** begin ROWS **

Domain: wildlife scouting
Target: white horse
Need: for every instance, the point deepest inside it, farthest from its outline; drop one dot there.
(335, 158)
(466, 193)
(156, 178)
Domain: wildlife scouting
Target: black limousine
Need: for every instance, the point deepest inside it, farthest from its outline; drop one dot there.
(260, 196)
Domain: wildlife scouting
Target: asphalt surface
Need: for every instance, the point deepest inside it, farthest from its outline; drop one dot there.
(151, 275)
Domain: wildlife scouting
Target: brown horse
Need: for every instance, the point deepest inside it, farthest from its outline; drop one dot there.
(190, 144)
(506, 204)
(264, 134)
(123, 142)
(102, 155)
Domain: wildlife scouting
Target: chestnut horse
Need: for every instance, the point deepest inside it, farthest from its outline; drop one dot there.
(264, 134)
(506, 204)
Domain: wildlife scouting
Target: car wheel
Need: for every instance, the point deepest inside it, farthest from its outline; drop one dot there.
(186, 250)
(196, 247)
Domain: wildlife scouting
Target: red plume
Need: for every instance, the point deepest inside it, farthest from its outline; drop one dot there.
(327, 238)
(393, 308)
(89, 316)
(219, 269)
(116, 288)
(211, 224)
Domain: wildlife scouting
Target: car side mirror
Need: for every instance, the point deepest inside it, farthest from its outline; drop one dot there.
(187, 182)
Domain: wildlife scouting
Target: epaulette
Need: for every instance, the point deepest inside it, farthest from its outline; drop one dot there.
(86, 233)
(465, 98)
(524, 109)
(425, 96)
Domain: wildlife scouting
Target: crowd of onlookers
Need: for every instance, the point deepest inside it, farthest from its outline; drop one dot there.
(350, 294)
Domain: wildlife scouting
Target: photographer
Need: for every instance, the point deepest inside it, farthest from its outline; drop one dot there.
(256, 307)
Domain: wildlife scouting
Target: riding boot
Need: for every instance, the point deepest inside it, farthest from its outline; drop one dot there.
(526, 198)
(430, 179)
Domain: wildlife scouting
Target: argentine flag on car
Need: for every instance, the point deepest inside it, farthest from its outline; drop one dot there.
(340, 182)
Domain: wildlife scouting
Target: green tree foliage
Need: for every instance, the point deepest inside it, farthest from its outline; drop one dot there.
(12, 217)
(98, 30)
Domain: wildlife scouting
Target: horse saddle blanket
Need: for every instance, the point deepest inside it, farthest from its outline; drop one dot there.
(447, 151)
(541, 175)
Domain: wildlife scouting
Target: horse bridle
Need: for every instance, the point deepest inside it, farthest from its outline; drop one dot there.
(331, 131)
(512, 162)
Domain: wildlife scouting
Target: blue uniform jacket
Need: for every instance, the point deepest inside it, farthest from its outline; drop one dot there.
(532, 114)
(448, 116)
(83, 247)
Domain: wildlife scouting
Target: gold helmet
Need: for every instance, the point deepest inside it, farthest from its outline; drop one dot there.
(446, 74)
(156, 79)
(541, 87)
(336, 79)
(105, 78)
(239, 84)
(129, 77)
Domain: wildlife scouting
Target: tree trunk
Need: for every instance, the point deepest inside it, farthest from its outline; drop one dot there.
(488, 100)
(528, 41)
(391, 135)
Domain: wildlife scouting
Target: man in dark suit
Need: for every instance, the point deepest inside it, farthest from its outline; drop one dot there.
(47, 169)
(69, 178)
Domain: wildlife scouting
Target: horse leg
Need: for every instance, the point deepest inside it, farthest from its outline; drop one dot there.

** end ROWS **

● **TASK TO COMPLETE**
Print the records once more, exactly as they were given.

● **RESULT**
Domain: wildlife scouting
Target: white horse
Need: for every instance, the point deepest inside it, farthest from its outline; drop one dot there.
(335, 158)
(466, 193)
(156, 178)
Domain: wildlife scouting
Target: black limousine
Need: for every instance, the point deepest inside it, farthest from its outline; drop one dot there.
(260, 196)
Domain: wildlife scouting
Target: asphalt surface
Need: for every instance, the point deepest inside it, farthest from its outline; drop one dot there.
(151, 275)
Domain: wildlife scouting
Target: brown horse
Need: for every instance, the point deepest inside it, farthest from its outline; drop one dot there.
(190, 144)
(506, 204)
(264, 134)
(123, 142)
(102, 155)
Domain: wildlife scouting
Target: chestnut horse
Need: for every instance, the point deepest inside it, farthest from its outline; drop one dot there.
(264, 134)
(506, 204)
Domain: wildlife scouting
Target: car wheel
Need: for every instance, the point deepest inside it, farthest from its outline; drop one dot there.
(186, 250)
(196, 247)
Domain: wildlife scouting
Target: red plume
Need: for every instance, the point deepest inside it, farthest from its outline; drop one dot there.
(327, 238)
(393, 308)
(89, 316)
(219, 269)
(116, 288)
(211, 224)
Domain: wildlife scouting
Target: car side mirror
Need: for every instance, the point deepest inside it, farthest from its outline; drop one dot there.
(187, 182)
Domain: wildlife scouting
Target: epaulette
Need: for every instance, the point deepest inside it, farthest from its outline; drop one dot there.
(86, 233)
(465, 98)
(524, 109)
(425, 96)
Domain: wildlife scouting
Target: crowd of onlookers
Need: for every instance, the point deepest inside it, farthest from its outline; drop one dot there.
(350, 294)
Domain: wildlife scouting
Target: photographer
Need: for every instance, the point deepest inside it, farthest from its outline; drop one dot there.
(256, 307)
Domain: wildlife scouting
Target: riding boot
Need: for every instance, the point deepest inside it, farthest from its outline; drop one dot there.
(526, 198)
(430, 179)
Domain: wildlife scouting
Target: argentine flag on car
Need: for every instance, the point deepest inside it, farthest from its outline; drop one dot there.
(340, 182)
Domain: wildlife scouting
Target: green tree foliage
Need: for every instance, the point deepest inside it, farthest from its outline; drop one dot there.
(12, 217)
(98, 30)
Domain: wildlife scouting
Target: horse saddle blanket
Need: for every instance, the point deepest inside it, farthest from its outline; drop one dot there.
(447, 151)
(541, 175)
Domain: wildlife scouting
Target: horse bridle
Need: for every instance, the point deepest inside it, farthest from its outline; drop one dot there.
(331, 131)
(512, 162)
Domain: wildlife scouting
Target: blue uniform jacket
Need: for every instance, the point deepest inside it, farthest from its outline; drop one dot there.
(532, 114)
(448, 116)
(83, 247)
Domain: wildlife scouting
Target: gold helmet
Need: for every instance, the point deepest inside it, farthest from its outline; drop one dot there.
(446, 74)
(156, 79)
(541, 87)
(336, 79)
(105, 78)
(239, 84)
(129, 77)
Domain: wildlife scouting
Target: tree trunk
Need: for every instance, the point deepest inside it, farthest from its outline; drop one dot there.
(488, 100)
(528, 41)
(391, 135)
Domain: wildlife scouting
Target: man in dark suit
Need: for every instance, the point deepest inside it, farthest from its outline; drop one dot there.
(47, 169)
(69, 178)
Domain: wildlife scouting
Target: horse leg
Need: for every instance, the point deepest inside it, farthest from its outline; drop one dot there.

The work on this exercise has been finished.